» **Document**
GCD(X, Y): A function that calculates the GCD of two given integers X and Y.
max(S): A function that returns the maximum integer in a set S of integers.
sqrt(X): A function that returns the square root of an integer X.
abs(X): A function that returns the absolute value or modulus of an integer X.
X mod Y: X mod Y represents the remainder when X is divided by Y.
Motivation
- An intuitive treatment of Euclidean GCD algorithm starting almost from the first principles
- Use the simplest language (English and Mathematics) that anyone can comprehend; almost an ELI5
- Use visual aids luxuriously
1. Groundwork: Exploring the Relationship Between the Given Integers X and Y
As shown in Figure 1a–1c, X and Y can be related to each other in multiple ways: (a) Y > X/2 (eg., X = 12, Y = 7), (b) Y = X/2 (eg., X = 12, Y = 6), (c) Y < X/2 (eg., X = 12, Y = 3).
1.1 Case 1: Y > X/2
An integer Y can divide an integer X if and only if Y <= X/2. For Y > X/2, there are a few more details discussed below.

» **Direction 1**
In the GCD text, what does X mod Y represent?

» **Available data**
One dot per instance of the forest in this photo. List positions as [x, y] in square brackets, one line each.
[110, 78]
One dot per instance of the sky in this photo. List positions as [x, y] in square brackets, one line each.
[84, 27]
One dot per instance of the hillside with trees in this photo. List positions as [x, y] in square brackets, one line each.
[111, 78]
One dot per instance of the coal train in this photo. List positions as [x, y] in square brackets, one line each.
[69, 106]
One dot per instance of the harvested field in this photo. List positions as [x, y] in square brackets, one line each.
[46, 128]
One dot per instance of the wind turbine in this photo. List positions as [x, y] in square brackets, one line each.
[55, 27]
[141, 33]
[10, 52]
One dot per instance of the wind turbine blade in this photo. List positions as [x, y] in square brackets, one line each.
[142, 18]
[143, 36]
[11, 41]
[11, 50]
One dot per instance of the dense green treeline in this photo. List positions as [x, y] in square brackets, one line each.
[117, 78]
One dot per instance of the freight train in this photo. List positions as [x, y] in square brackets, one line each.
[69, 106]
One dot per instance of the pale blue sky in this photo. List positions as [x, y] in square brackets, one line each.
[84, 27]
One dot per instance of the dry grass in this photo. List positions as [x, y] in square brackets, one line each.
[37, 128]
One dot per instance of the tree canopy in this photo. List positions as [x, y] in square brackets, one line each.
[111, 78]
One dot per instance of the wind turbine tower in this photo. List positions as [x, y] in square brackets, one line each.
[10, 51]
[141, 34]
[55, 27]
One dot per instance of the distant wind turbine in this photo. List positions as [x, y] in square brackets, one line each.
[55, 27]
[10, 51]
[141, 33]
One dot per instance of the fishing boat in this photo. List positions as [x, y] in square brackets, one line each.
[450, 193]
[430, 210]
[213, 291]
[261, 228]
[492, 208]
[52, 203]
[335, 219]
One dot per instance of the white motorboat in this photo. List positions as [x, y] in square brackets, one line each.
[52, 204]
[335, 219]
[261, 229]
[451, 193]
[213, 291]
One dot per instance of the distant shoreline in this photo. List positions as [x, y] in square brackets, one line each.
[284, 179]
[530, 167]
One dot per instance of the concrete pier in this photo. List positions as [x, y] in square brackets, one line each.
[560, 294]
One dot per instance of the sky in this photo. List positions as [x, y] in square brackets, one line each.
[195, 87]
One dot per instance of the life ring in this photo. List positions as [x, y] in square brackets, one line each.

» **Direction 2**
Tally the lines of the records that contain the string "train", treating case as significant, and give only the number.

» **Full answer 1**
The remainder when X is divided by Y.

» **Full answer 2**
2